*Source excerpt:*
——————

Sunday, October 7, 2012

Conflict Resolution

When thinking of a recent conflict or disagreement that I have been involved in, I automatically thought of a conflict that I have had with my cousin and my uncle over a cell phone bill. Although, this is a personal conflict, I used some of the communication techniques that I had learned in the professional arena. Like many teenagers transitioning into adulthood, my cousin was leaving for college and about to live in his "own" in an off campus apartment. Long story short, I added him to my account for a cell phone. The first few months his portion of the bill was paid on time however, before I realized it, the bill wasn't paid for three consecutive months. At this point, I was livid but decided to take a step back and think before I reacted. I called a "sit-down" and we were able to compromise on payment arrangements. These was done only after phone conversations, text messages and emails. In the past, I have observed situations like this one destroy friendships, familial relationships and other interpersonal relationships. I did not want to cause a rift in these relationships because we are a very tight-knit family. This compromise worked out because it did not lead to further conflict and we were able to maintain our bond.

——————

*Problem to solve:*
According to the conflict resolution post, for how many consecutive months did the cell phone bill go unpaid?

——————

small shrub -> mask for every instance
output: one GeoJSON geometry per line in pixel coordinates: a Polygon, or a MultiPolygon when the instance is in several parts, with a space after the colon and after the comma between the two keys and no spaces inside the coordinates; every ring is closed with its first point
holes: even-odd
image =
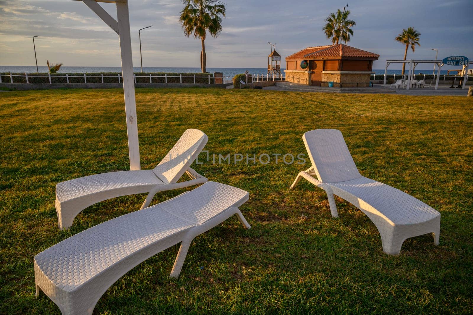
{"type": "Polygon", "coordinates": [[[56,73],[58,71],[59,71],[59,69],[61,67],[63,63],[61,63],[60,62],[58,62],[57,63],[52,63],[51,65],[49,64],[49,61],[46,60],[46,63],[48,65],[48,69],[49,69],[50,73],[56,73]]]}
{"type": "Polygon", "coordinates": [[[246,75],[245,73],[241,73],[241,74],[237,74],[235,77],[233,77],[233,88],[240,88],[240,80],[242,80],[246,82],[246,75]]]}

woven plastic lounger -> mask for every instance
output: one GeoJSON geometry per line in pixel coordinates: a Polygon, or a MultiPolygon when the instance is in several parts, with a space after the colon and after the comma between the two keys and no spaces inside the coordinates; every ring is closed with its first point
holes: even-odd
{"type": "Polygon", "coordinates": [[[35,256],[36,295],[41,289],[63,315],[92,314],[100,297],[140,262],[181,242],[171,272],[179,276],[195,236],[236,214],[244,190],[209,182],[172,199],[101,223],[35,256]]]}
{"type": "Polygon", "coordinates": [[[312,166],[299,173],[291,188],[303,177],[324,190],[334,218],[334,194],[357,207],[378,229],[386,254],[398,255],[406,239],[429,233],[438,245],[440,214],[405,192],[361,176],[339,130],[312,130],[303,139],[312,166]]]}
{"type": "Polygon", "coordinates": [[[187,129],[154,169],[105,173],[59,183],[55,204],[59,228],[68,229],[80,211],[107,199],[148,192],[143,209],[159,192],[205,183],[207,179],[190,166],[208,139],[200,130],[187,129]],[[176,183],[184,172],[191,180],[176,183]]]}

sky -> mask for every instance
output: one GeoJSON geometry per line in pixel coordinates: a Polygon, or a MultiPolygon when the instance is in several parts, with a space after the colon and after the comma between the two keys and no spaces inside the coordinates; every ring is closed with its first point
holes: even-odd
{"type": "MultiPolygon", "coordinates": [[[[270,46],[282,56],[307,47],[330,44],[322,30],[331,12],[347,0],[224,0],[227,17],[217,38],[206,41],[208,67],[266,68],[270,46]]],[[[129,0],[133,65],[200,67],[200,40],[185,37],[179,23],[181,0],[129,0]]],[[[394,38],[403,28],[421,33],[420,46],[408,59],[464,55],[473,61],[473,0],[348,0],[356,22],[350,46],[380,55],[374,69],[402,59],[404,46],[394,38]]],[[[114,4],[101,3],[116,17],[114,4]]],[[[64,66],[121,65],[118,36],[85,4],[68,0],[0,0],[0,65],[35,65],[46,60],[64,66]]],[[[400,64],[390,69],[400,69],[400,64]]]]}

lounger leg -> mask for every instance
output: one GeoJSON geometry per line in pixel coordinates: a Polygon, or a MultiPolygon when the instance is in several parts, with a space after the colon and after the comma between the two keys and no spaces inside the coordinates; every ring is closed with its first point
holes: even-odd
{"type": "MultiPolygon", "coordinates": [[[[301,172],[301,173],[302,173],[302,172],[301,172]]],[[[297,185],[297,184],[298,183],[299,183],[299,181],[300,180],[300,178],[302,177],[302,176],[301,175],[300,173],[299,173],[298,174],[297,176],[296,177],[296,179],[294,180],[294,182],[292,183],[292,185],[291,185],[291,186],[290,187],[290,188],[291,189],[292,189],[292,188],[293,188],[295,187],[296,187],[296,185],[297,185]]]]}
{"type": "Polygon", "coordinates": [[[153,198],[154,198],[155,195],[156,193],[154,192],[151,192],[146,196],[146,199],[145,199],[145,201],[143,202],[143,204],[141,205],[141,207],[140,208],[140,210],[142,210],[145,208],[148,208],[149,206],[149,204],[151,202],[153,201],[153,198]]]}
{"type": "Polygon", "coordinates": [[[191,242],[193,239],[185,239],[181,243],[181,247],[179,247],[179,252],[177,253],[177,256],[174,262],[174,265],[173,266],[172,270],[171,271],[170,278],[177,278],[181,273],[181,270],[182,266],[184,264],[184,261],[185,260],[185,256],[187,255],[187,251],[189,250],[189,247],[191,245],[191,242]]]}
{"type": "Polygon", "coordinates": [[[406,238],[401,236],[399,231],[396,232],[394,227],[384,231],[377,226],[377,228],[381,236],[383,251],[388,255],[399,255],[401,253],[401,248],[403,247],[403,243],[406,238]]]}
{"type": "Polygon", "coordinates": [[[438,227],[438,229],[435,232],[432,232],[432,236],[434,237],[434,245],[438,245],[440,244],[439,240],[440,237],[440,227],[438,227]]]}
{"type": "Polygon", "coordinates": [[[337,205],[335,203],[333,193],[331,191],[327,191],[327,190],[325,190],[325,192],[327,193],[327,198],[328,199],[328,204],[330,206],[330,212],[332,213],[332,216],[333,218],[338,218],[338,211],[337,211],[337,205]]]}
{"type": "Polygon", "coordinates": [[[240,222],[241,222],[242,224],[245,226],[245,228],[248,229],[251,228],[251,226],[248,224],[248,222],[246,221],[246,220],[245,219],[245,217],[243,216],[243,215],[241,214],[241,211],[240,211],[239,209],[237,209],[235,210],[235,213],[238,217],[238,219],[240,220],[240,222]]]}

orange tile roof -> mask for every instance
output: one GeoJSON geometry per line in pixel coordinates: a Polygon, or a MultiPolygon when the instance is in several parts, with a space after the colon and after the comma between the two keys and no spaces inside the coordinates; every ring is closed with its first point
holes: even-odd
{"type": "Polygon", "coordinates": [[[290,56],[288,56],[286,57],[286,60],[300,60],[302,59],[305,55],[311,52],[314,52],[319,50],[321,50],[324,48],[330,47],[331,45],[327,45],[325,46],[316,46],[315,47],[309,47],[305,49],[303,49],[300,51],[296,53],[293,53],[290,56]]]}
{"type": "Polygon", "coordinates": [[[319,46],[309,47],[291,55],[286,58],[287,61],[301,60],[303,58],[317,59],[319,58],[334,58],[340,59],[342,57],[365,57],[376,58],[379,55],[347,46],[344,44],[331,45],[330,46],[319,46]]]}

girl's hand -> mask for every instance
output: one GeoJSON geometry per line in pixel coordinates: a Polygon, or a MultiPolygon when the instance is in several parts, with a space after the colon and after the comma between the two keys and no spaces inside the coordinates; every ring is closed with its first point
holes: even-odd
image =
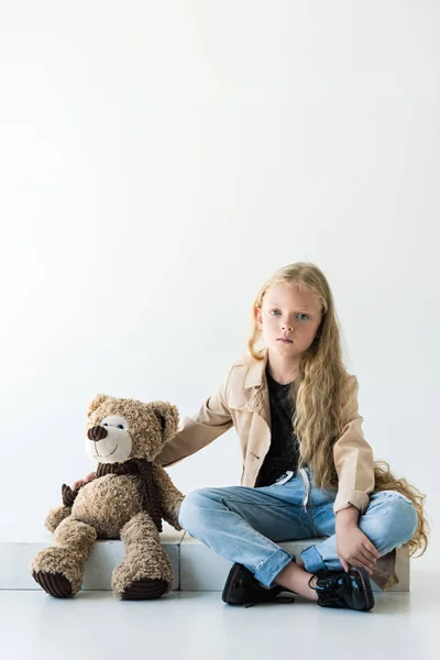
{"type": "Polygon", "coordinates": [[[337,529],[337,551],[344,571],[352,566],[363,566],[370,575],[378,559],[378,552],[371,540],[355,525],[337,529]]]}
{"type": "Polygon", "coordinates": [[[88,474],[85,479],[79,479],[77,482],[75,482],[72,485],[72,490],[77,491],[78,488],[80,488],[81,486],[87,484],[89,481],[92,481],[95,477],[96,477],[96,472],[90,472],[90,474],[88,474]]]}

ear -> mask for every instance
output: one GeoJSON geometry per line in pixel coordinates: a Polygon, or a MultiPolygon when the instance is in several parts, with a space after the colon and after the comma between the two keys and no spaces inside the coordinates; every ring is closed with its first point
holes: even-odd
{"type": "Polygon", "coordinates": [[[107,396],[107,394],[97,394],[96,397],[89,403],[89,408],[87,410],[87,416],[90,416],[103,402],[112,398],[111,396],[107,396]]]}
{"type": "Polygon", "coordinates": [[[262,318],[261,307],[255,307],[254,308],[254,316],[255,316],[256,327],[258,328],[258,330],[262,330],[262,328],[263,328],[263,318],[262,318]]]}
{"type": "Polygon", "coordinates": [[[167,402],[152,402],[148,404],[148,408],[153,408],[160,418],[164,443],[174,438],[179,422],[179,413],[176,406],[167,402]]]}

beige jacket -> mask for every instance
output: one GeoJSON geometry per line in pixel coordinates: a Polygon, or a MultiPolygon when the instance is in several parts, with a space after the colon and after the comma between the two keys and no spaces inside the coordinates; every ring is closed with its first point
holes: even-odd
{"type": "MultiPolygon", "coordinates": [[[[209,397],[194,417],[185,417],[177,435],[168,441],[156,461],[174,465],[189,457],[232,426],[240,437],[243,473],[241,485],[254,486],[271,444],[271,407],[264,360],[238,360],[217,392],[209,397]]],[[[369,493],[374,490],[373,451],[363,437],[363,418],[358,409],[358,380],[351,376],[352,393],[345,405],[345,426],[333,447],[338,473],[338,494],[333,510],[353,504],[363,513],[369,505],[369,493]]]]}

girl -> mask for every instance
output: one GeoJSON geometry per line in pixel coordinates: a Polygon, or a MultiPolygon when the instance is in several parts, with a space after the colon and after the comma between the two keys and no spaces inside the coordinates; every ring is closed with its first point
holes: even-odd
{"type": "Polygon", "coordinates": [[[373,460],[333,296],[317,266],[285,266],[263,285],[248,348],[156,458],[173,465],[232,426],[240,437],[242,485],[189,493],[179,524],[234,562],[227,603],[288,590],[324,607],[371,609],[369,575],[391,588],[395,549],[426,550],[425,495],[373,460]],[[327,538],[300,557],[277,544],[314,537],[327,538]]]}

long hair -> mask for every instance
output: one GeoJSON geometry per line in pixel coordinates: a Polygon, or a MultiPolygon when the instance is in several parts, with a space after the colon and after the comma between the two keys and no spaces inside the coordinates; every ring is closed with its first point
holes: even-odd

——————

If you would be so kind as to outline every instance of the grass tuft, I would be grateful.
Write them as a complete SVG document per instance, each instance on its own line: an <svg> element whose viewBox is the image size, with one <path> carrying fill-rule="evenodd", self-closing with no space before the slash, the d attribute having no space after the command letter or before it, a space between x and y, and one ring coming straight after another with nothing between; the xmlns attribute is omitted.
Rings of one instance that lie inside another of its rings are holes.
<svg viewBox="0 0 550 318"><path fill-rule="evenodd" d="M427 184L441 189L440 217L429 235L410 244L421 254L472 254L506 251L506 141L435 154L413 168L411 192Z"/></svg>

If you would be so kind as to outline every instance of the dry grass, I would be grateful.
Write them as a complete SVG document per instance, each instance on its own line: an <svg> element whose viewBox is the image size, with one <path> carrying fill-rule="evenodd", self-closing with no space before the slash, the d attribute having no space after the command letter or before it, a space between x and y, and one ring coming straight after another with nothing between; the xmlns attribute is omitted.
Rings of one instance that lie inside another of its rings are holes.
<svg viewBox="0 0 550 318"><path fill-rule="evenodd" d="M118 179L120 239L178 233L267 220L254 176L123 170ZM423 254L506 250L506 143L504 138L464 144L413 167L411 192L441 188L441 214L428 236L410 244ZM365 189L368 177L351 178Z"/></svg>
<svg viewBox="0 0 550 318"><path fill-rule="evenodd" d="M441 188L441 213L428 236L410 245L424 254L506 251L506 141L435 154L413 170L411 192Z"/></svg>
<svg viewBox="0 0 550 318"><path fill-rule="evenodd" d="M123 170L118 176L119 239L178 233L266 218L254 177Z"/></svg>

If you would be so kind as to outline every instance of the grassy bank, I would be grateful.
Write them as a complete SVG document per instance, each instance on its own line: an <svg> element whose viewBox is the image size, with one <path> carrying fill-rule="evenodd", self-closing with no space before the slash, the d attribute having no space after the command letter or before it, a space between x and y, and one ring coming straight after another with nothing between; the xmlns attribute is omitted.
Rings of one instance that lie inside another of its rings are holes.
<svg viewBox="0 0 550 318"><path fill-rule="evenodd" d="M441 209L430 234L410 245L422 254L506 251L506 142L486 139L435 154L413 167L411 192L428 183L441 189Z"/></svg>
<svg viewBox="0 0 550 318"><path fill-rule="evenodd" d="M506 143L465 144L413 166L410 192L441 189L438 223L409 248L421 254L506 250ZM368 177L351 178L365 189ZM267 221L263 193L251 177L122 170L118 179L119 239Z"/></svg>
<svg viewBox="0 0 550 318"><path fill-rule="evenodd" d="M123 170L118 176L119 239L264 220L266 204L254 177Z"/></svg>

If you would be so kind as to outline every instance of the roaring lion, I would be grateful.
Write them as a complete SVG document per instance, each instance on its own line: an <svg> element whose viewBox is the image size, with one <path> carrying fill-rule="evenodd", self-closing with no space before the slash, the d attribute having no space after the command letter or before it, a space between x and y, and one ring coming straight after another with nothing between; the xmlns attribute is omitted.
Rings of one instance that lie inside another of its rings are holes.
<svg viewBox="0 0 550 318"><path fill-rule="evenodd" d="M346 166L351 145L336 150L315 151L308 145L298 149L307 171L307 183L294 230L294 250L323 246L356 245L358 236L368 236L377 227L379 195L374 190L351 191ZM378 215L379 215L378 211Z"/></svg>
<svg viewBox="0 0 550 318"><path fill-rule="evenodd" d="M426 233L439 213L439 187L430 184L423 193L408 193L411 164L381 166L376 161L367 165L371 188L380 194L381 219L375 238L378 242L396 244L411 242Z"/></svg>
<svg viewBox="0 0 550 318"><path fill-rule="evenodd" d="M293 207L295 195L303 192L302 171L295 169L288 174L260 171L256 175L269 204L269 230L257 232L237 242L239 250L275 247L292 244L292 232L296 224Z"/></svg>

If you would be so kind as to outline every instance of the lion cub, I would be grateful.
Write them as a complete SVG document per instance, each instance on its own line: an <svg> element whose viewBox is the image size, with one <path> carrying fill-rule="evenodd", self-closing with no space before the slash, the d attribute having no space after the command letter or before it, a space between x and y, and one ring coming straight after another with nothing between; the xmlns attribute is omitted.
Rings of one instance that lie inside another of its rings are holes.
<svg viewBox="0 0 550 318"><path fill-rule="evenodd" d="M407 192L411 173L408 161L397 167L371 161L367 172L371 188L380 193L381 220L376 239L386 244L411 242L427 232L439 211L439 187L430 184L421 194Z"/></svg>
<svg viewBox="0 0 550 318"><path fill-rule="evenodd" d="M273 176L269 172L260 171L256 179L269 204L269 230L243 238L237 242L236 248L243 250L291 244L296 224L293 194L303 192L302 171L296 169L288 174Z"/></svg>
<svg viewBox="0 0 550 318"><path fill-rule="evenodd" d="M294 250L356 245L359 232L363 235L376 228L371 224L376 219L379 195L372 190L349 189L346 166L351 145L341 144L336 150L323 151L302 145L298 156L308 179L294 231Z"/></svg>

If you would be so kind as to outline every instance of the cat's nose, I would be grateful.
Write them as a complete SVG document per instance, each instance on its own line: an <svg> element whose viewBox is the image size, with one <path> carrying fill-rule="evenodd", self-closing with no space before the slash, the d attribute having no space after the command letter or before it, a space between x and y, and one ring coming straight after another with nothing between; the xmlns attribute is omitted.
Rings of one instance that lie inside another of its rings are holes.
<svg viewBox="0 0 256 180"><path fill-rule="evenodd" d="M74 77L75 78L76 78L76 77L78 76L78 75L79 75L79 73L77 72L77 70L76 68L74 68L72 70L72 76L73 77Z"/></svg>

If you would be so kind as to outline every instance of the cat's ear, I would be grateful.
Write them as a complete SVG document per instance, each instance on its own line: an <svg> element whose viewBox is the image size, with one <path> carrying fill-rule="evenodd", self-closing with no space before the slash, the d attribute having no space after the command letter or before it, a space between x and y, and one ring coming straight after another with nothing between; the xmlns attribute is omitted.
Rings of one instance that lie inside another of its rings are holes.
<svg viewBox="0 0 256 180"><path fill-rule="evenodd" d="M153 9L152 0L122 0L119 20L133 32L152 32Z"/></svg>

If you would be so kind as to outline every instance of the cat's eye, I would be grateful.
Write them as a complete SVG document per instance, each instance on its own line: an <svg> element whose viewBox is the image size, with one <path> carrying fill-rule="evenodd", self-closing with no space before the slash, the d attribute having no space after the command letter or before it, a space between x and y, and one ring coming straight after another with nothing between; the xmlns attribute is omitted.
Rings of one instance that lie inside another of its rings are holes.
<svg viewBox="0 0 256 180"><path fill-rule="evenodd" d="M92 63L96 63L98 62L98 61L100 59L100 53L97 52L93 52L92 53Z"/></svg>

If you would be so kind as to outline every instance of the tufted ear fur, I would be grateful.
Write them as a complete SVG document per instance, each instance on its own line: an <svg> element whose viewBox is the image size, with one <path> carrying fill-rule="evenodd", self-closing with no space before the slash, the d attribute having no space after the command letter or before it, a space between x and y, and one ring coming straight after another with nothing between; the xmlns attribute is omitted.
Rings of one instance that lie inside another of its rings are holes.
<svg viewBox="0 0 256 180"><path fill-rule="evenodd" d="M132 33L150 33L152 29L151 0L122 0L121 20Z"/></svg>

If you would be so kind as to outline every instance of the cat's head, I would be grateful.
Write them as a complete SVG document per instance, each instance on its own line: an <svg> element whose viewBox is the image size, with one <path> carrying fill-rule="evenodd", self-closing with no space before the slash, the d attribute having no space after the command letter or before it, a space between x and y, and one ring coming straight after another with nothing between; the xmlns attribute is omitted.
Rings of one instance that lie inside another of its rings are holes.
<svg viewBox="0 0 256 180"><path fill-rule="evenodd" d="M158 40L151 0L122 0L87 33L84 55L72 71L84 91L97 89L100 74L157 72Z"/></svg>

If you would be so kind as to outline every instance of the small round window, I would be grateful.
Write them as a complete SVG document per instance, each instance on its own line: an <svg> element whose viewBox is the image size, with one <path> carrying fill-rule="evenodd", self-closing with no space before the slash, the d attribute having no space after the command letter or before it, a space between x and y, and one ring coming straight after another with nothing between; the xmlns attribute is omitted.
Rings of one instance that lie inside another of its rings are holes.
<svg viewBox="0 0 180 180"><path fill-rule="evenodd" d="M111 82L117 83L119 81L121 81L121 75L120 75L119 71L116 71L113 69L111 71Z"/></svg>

——————

*Task answer:*
Three consecutive months.